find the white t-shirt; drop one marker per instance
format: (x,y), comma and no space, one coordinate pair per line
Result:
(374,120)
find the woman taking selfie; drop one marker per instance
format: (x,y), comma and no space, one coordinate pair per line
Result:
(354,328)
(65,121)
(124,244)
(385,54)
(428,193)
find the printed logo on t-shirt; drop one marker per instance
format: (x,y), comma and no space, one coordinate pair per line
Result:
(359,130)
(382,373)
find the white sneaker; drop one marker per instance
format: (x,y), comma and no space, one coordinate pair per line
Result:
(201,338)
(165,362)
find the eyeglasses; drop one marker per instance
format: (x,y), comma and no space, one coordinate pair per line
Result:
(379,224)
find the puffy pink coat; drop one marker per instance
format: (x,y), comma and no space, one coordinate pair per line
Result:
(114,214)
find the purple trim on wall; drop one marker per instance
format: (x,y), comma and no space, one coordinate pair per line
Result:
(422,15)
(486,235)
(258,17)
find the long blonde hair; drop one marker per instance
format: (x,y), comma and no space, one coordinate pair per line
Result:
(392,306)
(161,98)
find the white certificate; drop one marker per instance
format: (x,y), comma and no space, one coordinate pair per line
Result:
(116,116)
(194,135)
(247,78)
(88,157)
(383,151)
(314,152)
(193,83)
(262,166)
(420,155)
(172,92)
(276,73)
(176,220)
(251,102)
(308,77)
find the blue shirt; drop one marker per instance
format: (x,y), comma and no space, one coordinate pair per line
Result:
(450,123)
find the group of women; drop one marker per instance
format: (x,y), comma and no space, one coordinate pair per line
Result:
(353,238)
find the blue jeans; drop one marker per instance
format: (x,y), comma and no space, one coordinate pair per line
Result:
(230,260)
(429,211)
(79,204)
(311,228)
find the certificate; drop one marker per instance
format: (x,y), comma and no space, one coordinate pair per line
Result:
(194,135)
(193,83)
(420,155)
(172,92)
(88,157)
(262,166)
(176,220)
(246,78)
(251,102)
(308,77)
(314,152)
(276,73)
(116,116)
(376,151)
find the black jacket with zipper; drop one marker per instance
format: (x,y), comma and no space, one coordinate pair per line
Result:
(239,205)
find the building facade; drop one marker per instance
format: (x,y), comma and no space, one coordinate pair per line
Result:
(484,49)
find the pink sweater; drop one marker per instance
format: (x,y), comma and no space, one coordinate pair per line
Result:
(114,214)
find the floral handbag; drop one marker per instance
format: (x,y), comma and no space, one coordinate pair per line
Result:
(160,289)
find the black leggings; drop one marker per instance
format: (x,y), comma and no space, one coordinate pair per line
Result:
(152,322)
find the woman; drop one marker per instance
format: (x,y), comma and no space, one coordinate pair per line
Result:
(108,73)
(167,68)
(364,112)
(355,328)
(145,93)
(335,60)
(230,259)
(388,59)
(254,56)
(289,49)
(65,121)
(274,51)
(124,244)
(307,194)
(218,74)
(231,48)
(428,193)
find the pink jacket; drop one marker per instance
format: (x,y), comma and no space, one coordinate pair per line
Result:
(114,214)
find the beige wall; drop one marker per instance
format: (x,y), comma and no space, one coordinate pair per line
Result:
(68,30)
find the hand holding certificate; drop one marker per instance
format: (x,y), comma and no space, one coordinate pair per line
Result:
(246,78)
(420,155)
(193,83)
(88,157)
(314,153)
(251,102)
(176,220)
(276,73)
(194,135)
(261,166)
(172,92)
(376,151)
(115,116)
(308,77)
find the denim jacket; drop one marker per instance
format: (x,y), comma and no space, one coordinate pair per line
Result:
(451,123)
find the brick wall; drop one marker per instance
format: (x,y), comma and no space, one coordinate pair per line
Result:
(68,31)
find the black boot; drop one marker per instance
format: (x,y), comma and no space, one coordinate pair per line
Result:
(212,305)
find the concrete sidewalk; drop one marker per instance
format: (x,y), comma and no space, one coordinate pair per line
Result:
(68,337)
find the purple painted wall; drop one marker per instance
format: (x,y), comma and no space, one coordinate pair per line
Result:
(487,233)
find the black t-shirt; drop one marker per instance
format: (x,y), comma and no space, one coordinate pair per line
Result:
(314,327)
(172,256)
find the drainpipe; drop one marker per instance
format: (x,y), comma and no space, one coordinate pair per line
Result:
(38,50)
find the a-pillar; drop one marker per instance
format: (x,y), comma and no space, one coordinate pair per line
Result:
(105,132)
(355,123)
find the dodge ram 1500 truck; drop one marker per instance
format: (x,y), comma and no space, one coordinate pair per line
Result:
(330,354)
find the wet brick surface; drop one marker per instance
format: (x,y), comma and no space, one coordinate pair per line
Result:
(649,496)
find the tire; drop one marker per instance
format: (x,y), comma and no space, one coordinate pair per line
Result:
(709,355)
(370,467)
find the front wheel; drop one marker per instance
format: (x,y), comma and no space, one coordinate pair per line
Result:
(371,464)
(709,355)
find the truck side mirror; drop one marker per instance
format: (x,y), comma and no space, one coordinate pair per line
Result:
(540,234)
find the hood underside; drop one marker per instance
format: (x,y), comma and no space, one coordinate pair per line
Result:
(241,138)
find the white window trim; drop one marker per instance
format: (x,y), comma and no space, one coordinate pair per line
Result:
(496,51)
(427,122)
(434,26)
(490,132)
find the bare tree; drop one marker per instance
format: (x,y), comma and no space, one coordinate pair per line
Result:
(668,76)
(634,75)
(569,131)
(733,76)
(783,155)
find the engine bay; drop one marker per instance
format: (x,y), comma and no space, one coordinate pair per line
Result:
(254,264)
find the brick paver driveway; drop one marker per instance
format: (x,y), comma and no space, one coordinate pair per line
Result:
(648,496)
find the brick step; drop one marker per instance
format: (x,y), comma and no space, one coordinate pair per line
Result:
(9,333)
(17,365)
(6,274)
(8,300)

Ejercicio escrito
Reescribe todos los registros anteriores como un CSV de dos columnas, "entrada" y "salida", con una fila por registro. Pon cada campo entre comillas dobles y cambia los saltos de línea por espacios.

Respuesta escrita
entrada,salida
"find the white t-shirt; drop one marker per instance format: (x,y), comma and no space, one coordinate pair per line Result:","(374,120)"
"find the woman taking selfie; drop one marker per instance format: (x,y), comma and no space, one coordinate pair per line Result:","(354,328) (65,121) (124,244) (385,54) (428,193)"
"find the printed logo on t-shirt; drop one marker per instance format: (x,y), comma and no space, one coordinate pair per line Result:","(359,130) (382,373)"
"find the white sneaker; drop one marker per instance format: (x,y), comma and no space, one coordinate pair per line Result:","(201,338) (165,362)"
"find the eyeglasses; drop one marker per instance format: (x,y), comma and no space, one coordinate pair per line Result:","(379,224)"
"find the puffy pink coat; drop one marker per instance format: (x,y), comma and no space, one coordinate pair per line Result:","(114,214)"
"find the purple trim on wall; drop one marker per instance format: (x,y), comma and no space, one coordinate pair per line Result:","(422,15) (486,235) (258,17)"
"find the long blonde hair; drop one marker per instance format: (x,y), comma and no space, one coordinate pair per line Result:","(392,306) (161,98)"
"find the white certificate; drop one marker per instance format: (x,y), comma and no space, one coordinate pair per line Result:","(116,116) (194,135) (247,78) (88,157) (383,151) (314,152) (193,83) (262,166) (420,155) (172,92) (276,73) (176,220) (251,102) (308,77)"
"find the blue shirt; drop one marker per instance format: (x,y), comma and no space, one coordinate pair per line Result:","(450,123)"
"find the group of women; drop one marker per instance format: (x,y), comma and no space, one coordinate pair per line Result:","(353,238)"
"find the blue jeans; drop one marker per instance format: (x,y), comma and no space, one coordinate pair per line Result:","(230,260) (429,211) (79,204) (311,228)"
"find the certificate; drop one marker per instance format: (x,y), comma and no space, one coordinate pair per line Result:","(194,135) (193,83) (420,155) (172,92) (88,157) (262,166) (176,220) (246,78) (251,102) (308,77) (314,152) (276,73) (116,116) (376,151)"
"find the black jacket with zipper; drop one marker per instance format: (x,y), comma and no space, one coordinate pair per line Result:","(239,205)"
"find the building facade; drop one marker per instance format: (x,y), comma and no space, one coordinate pair per line Result:","(484,49)"
"find the pink sweater; drop one marker per instance format: (x,y), comma and no space, one coordinate pair per line Result:","(114,214)"
"find the floral handbag; drop one marker per instance format: (x,y), comma and no space, one coordinate pair per line Result:","(160,289)"
"find the black leggings; drop one marker per instance format: (x,y), comma and no space, one coordinate pair per line Result:","(152,322)"
"find the woman; drop one marker per instance format: (x,y), comma and no space, one coordinate pair per line Result:","(108,73) (167,68) (364,112) (355,328) (145,93) (335,60) (230,259) (388,59) (254,56) (289,49) (65,121) (274,51) (124,244) (307,194) (218,74) (231,48) (428,193)"
"find the pink jacket; drop one marker per instance format: (x,y), comma and no space, one coordinate pair per line Result:","(114,214)"
"find the beige wall; drop one marker per instance format: (x,y), comma and no space, one coordinate pair per line Result:","(68,30)"
"find the hand holding certificate; drop one marker per instance format: (x,y), comma and no space, one coordinate pair per line Result:","(246,78) (420,155) (193,83) (88,157) (314,153) (251,102) (176,220) (276,73) (194,135) (261,166) (172,92) (376,151) (115,116) (308,77)"
"find the denim jacket; drop one marker per instance format: (x,y), comma and no space, one coordinate pair per line Result:","(451,123)"
"find the brick wall; drop one marker per instance format: (x,y), comma and no space, one coordinate pair per line Result:","(68,31)"
"find the black boot; drop one marker per instance format: (x,y), comma and no space, one coordinate pair per line Result:","(212,305)"
"find the concrete sidewalk; drop one marker per instance format: (x,y), comma and no space, one coordinate pair per line Result:","(68,337)"
"find the purple painted wall; drop one marker per instance format: (x,y), comma and no space, one coordinate pair per line Result:","(487,233)"
"find the black t-shirt; drop one marker per instance format: (x,y), comma and no space, one coordinate pair per line Result:","(314,327) (172,256)"
"find the drainpipe; drop one marker per instance format: (x,y), comma and no space, one coordinate pair per line Result:","(38,50)"
"find the a-pillar; drop one marker per instance format: (x,y), comma and no space, one coordinate pair per line Result:","(105,132) (355,123)"
"find the dodge ram 1500 truck; drop one marker per instance format: (x,y), comma and no space, one coordinate pair per line Result:","(330,354)"
"find the wet brick surface; drop one marker per instance format: (x,y), comma and no space, one coordinate pair per line Result:","(649,496)"
"find the tire; drop one marker per instance format: (x,y), comma and no space, one coordinate pair per line Result:","(709,355) (370,467)"
"find the front wheel; drop one marker per instance format: (x,y), comma and no space, one coordinate pair per line Result:","(371,464) (709,355)"
"find the truck side mirror; drop one marker per instance format: (x,y), comma and no space, one coordinate pair per line Result:","(540,234)"
"find the hood underside; drop one marker per instance format: (x,y), comma and no space, one coordinate pair per line Result:","(241,138)"
"find the white window trim; drop one marker per instance format: (x,y), comma and no space, one coordinate pair per line Result:","(496,51) (427,122) (434,26) (490,132)"
"find the bare tree; drop one marker per instance format: (x,y), comma and no space, one coordinate pair per line Result:","(668,76) (634,75) (569,131) (733,76) (783,155)"
"find the engine bay; drop one marker per instance format: (x,y), comma and no space, one coordinate pair per line Result:","(254,264)"
"find the brick paver driveway; drop one marker per instance format: (x,y), comma and no space, one coordinate pair per line Result:","(648,496)"
"find the brick step; drop one marker per instance format: (x,y), comma and no space, one coordinate pair per line Result:","(9,333) (17,365) (6,274) (8,300)"